▸ Your goal: Pictures aside, repeat every entry exactly.

Data excerpts:
--------

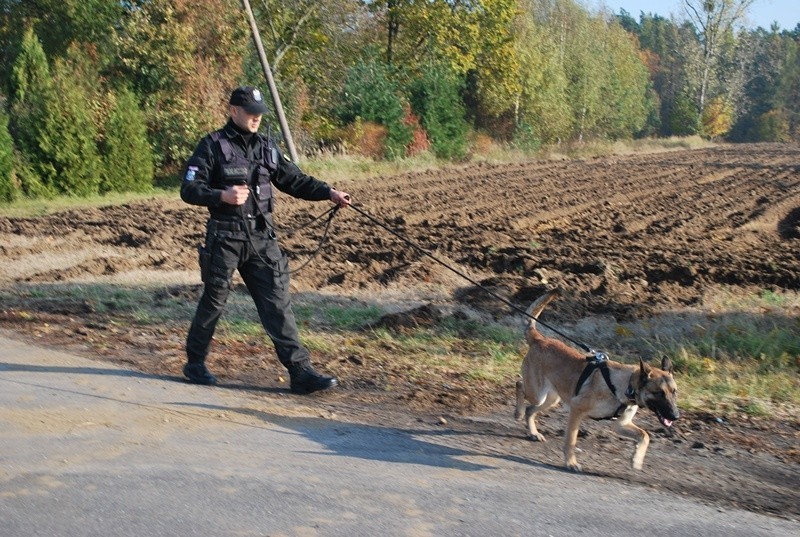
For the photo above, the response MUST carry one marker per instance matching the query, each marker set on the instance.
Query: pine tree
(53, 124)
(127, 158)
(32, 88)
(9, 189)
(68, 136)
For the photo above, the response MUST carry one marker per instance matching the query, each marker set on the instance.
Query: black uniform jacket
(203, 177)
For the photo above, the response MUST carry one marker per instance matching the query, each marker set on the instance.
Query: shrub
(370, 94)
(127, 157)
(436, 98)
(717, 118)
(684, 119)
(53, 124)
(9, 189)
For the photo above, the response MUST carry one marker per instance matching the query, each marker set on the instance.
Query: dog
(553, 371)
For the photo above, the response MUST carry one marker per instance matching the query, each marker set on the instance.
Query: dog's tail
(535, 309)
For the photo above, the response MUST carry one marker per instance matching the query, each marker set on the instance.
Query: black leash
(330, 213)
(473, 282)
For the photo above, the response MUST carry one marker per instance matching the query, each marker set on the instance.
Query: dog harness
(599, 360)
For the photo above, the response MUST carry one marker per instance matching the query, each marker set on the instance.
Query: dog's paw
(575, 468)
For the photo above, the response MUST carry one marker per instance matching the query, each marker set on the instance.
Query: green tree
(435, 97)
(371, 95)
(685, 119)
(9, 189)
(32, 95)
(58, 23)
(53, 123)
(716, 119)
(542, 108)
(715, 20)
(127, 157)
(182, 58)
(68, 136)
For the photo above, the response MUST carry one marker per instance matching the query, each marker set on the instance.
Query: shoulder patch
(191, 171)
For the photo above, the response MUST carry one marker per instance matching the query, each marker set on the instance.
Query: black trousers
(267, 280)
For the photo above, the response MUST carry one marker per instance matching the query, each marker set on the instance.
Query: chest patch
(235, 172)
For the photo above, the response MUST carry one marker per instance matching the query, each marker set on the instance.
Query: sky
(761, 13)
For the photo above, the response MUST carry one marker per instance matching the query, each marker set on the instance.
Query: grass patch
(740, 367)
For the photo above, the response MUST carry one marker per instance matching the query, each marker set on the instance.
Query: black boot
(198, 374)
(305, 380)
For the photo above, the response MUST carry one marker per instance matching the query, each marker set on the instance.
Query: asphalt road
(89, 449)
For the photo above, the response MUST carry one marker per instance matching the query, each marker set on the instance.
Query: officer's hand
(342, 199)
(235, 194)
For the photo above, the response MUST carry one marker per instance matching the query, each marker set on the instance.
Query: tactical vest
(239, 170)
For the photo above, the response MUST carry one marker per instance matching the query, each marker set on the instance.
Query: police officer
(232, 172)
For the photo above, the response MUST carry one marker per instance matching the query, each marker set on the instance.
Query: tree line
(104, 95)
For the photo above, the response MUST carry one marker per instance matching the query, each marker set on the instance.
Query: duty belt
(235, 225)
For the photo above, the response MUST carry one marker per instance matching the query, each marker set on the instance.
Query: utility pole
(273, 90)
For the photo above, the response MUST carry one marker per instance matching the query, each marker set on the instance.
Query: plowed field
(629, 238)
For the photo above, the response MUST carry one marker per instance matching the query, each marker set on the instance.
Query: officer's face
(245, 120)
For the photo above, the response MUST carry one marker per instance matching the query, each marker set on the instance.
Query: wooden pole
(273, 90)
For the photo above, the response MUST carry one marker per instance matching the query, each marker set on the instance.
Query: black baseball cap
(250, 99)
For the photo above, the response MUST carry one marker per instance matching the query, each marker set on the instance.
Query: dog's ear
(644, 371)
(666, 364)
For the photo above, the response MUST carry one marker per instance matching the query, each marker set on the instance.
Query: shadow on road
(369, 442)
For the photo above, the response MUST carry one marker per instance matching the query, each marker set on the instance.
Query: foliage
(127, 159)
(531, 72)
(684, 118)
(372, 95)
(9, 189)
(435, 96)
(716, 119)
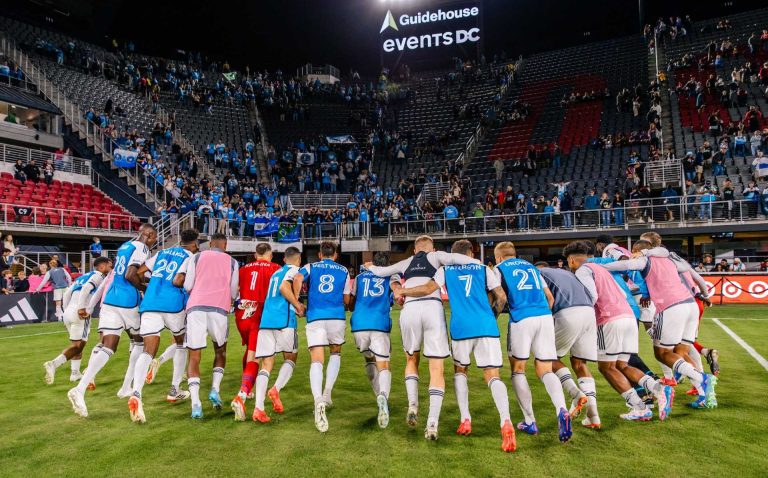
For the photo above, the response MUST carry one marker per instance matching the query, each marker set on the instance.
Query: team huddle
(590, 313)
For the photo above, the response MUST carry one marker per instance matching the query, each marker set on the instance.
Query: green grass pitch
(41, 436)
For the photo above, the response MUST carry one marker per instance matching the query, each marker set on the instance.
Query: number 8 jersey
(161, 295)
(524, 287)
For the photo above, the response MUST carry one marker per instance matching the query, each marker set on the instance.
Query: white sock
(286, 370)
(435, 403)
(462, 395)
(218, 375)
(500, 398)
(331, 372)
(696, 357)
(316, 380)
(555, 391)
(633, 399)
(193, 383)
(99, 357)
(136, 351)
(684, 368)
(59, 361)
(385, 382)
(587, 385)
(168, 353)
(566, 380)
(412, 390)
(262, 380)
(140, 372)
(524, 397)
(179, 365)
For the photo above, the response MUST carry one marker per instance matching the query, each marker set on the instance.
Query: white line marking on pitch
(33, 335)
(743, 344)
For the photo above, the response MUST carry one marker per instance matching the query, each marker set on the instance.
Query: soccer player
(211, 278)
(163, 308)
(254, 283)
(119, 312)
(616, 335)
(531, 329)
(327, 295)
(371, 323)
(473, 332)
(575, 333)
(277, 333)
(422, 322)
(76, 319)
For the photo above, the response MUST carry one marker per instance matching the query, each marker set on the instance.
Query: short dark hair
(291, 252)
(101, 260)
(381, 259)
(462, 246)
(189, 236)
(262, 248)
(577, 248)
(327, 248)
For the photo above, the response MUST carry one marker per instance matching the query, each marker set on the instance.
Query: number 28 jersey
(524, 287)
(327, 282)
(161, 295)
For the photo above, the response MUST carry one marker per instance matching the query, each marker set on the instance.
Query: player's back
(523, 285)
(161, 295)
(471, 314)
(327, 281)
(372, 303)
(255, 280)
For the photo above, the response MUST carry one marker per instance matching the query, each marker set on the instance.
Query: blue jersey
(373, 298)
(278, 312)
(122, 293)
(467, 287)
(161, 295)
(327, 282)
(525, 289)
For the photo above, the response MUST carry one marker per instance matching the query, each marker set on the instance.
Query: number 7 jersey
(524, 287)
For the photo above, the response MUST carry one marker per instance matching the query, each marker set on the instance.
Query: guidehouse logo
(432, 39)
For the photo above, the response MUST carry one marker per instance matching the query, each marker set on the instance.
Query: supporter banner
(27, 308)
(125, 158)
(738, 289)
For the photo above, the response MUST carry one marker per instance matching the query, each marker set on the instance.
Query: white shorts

--------

▸ Response for this exercise:
For the photo above, the response MUST carry one marker per instance matching the query, each marker set on the instance.
Query: pine tree
(53, 124)
(127, 158)
(32, 88)
(9, 189)
(68, 136)
For the photo above, the response MUST carry one marker per instance matching the query, each marker set on the instance.
Query: black uniform jacket
(203, 177)
For the photo above, the response MUST carry one marker per instance matching the query, each marker set on the instance.
Query: shrub
(370, 94)
(127, 157)
(436, 98)
(717, 118)
(684, 119)
(53, 124)
(9, 189)
For the photo above, the response MUST carry one marker per instance matching the query, each marker set on the instance.
Query: dog
(553, 371)
For the photo above, the response MUST carry one marker per instance matching the query, each marker set on the instance.
Query: dog's tail
(535, 309)
For the photo above, the response MUST carry one marker per instance matching the query, each marker set on the instance.
Query: black leash
(330, 213)
(473, 282)
For the photo above, the response MUST carry one marker per instance matching the query, each marker set on the instance.
Query: dog harness
(599, 360)
For the photo above, the response MUST carry one marker per instance matching the query, each marker set on the instance.
Query: dog's paw
(575, 468)
For the photo above, the response MUST carry one marker per instance matching the query, each marker set on the instance.
Query: green tree
(435, 97)
(371, 95)
(685, 119)
(9, 189)
(32, 95)
(58, 23)
(53, 123)
(716, 119)
(542, 108)
(715, 20)
(127, 157)
(182, 58)
(68, 136)
For the photo above, the response MUST carry one marker per instance matching the query, each marker set on the instance.
Query: shoulder patch
(191, 171)
For the photo above, the response MUST carry one marker per instance matching the query, each marker set on the instance.
Query: black trousers
(267, 280)
For the photo above, the response MUST carry one marker per instance matching the query, each marker set on the instance.
Query: chest patch
(235, 172)
For the photo above, the response MUST carry one marker per instance matching the query, each marker set on the instance.
Query: sky
(761, 13)
For the photo above, the response MUST carry one marker per instance matching the query, each marker set on the instance.
Query: grass patch
(740, 367)
For the photo above, the response MUST carry one marker per instance matching the query, each marker set on the instance.
Query: black boot
(198, 374)
(305, 380)
For the photo above, the response MUST carry one marker per instance matching the query, each marker set on the instance.
Query: asphalt road
(89, 449)
For the photo above, the response MUST carry one marker per instance matching the query, each marker set on the instance.
Query: officer's hand
(342, 199)
(235, 194)
For the photo above, the response MUST carry one marker per instance matching the query, each marker set on the instance.
Query: tactical vest
(239, 170)
For the photo above, the response MUST carry one marker per instance matching the query, each marker set on the instance.
Query: police officer
(232, 172)
For the photo above, the response MUST carry one marker per instance matching the query, each marker set on the instance.
Query: tree line
(104, 95)
For the photo above, the response MUST carry one marker per instance matching the query, each marker set on the instance.
Query: duty belt
(235, 225)
For the photo above, the response MUST carry one marker per instance matching the query, each marker set on the instance.
Query: utility pole
(273, 90)
For the photo above, the response MUST carry one marker per instance matching the query, each marker set on the instance.
Query: plowed field
(629, 238)
For the photo above, the response MUST carry one marker per instance matching the query, each marker set on the instance.
Query: officer's face
(245, 120)
For the photo above, the response MUST carry one marker per instance matching the query, each marker set on the instance.
Query: wooden pole
(273, 90)
For the photo above, the response MUST carry one marker per instance matching the query, each marker set on the instance.
Query: black baseball cap
(250, 99)
For the photo above, the response MUST carry one marker per instance matching the query, each marker set on the instance.
Query: dog's ear
(644, 371)
(666, 364)
For the photo above, the response MUST carry one marker per instance matching the query, each marker set on the instance.
Query: shadow on road
(369, 442)
For the photo above, the response MUST carry one marker per instance matching the query, each marker set on the instance.
Query: foliage
(127, 159)
(531, 72)
(684, 118)
(372, 95)
(9, 189)
(435, 96)
(716, 119)
For the photo above, the response MUST carry one marker per instance matching the query, each marker set on the instance.
Query: team huddle
(590, 313)
For the photo above, the response MUST carry one marker per instance matching the query, each marker set on the instance.
Query: green grass pitch
(41, 436)
For the photo above, the response MUST carry one marker per instance matching the query, each marker set on the instance.
Query: number 8 jersey
(161, 295)
(524, 287)
For the photo above, the response MUST carry one marker per instance matching the query, each marker set on the instance.
Query: white sock
(286, 370)
(435, 403)
(462, 395)
(218, 375)
(500, 398)
(331, 372)
(696, 357)
(316, 380)
(555, 391)
(633, 399)
(193, 383)
(99, 357)
(136, 351)
(684, 368)
(59, 361)
(385, 382)
(587, 385)
(168, 353)
(566, 380)
(412, 390)
(262, 380)
(140, 372)
(524, 397)
(179, 365)
For the photo above, the response MUST carry one marker per instance matching the query, each marker set on the instance.
Query: white line marking on pitch
(33, 335)
(743, 344)
For the photo above, the response MUST carry one marker per instance matching the query, each marker set on the instance.
Query: soccer player
(211, 278)
(163, 308)
(254, 283)
(119, 312)
(616, 335)
(531, 329)
(327, 295)
(371, 323)
(473, 332)
(575, 333)
(277, 333)
(422, 322)
(76, 319)
For the photo above, the response MUST carry one marker per instance matching the query, each marker set on the instance.
Query: short dark hair
(291, 252)
(101, 260)
(381, 259)
(462, 246)
(189, 236)
(262, 248)
(577, 248)
(327, 248)
For the photo above, the response MUST carry one marker per instance matching the query, each marker set on the instance.
Query: number 28 jersey
(524, 287)
(327, 282)
(161, 295)
For the photo above, the response MUST carry one marker per instance matching the query, each marker set on the instance.
Query: player's back
(523, 285)
(161, 295)
(471, 314)
(327, 281)
(372, 303)
(255, 280)
For the photo above, the response MUST carry one marker per instance matching the query, each marker set on the instance.
Query: blue jersey
(373, 298)
(278, 312)
(122, 293)
(467, 287)
(161, 295)
(327, 282)
(525, 289)
For the photo above, the response MUST carry one marker per instance matching the query, each marker set on the instance.
Query: number 7 jersey
(524, 287)
For the photo above, the response MUST carry one marker per instance matching the query, each marker set on the instance.
Query: guidehouse logo
(432, 39)
For the photo above, the response MUST carry one marker per instance matching the query, each marker set on the instance.
Query: supporter banner
(27, 308)
(125, 158)
(738, 289)
For the photo above, the response MUST carry one marker per instance matching the query, each marker set on the instance.
Query: white shorts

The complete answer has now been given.